*** Opening Input data ***

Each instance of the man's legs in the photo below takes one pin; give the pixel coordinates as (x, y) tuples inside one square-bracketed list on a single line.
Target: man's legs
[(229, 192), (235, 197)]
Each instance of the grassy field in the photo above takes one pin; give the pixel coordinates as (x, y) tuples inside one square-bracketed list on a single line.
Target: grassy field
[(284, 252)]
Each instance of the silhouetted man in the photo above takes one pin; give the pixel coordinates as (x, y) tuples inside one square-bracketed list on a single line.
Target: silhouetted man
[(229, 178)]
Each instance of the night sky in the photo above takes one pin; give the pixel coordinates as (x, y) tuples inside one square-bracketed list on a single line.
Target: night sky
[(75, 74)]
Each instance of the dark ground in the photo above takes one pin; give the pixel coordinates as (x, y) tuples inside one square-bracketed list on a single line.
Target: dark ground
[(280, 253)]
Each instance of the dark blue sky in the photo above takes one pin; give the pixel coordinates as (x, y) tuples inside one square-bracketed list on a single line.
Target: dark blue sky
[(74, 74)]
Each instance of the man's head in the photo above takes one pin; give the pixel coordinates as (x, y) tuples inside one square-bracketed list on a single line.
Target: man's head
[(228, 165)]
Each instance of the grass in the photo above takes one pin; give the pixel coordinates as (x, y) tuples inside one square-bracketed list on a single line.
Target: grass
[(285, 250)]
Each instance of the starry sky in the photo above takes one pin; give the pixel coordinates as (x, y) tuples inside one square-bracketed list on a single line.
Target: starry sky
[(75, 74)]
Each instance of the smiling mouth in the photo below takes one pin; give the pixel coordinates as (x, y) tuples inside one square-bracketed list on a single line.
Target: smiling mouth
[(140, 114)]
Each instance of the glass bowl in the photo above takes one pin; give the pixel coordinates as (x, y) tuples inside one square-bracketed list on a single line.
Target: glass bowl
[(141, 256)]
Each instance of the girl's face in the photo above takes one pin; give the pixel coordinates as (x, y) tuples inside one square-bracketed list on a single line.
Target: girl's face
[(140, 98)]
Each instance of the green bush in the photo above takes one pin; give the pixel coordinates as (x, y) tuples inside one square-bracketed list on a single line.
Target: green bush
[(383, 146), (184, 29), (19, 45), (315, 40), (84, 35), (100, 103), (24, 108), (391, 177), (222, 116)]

*** Closing Input data ***

The word "below" may occur in lines of the records. Report how many such lines there are, giving only the number.

2